Goal:
Recast the lines of the material as a numbered list, omitting any blank lines.

(Records from an annotation dataset)
--

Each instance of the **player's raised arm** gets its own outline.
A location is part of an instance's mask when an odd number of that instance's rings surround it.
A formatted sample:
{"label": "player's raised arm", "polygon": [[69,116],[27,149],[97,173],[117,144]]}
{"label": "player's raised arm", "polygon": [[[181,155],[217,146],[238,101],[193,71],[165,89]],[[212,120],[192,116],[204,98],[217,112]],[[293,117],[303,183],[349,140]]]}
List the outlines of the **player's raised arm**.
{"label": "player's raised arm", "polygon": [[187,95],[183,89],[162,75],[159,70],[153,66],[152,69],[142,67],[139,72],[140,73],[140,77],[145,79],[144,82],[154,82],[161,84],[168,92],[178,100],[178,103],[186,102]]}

--

Task answer:
1. Each instance of the **player's raised arm** gets its own outline.
2. A location is part of an instance's mask when an odd number of that instance's rings surround it.
3. A formatted sample:
4. {"label": "player's raised arm", "polygon": [[69,116],[27,149],[97,173],[117,144]]}
5. {"label": "player's raised arm", "polygon": [[[181,155],[217,146],[238,101],[193,71],[165,89]],[[212,120],[192,116],[204,98],[217,112]],[[293,117],[303,183],[349,140]]]}
6. List the outlines of the **player's raised arm**.
7. {"label": "player's raised arm", "polygon": [[187,95],[183,89],[162,75],[159,70],[153,66],[152,69],[142,67],[139,72],[140,73],[140,77],[145,79],[144,82],[154,82],[161,84],[168,92],[178,100],[178,103],[186,102]]}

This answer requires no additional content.